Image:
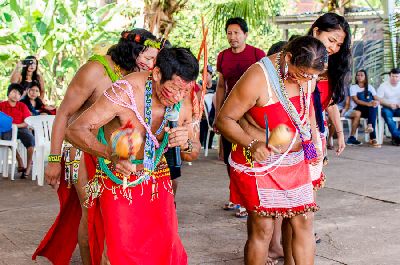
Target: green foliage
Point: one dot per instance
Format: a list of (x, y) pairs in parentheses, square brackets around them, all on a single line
[(60, 33)]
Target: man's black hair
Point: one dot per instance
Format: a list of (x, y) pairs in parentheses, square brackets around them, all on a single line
[(178, 61), (395, 71), (238, 21), (15, 86)]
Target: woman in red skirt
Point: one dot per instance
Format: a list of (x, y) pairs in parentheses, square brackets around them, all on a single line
[(276, 91)]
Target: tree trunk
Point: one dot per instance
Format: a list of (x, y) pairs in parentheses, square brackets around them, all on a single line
[(159, 15)]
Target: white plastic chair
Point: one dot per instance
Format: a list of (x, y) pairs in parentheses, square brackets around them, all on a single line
[(364, 123), (42, 126), (5, 145), (383, 129)]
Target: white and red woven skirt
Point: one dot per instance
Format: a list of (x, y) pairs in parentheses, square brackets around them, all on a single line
[(285, 189)]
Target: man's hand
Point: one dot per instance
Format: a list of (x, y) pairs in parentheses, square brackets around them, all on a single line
[(320, 156), (341, 143), (375, 103), (178, 136), (125, 167), (52, 174)]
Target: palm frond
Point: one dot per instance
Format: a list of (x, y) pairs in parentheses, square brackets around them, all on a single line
[(254, 12)]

*TASK GOAL*. Only lines containing the string "Target" belong in the answer; find them in the data above and copy them.

*OUTPUT FOR THIS TASK*.
Target: green foliage
Target: man's black hair
Target: woman in red skirt
Target: tree trunk
Target: white plastic chair
Target: white and red woven skirt
Target: man's hand
Target: palm frond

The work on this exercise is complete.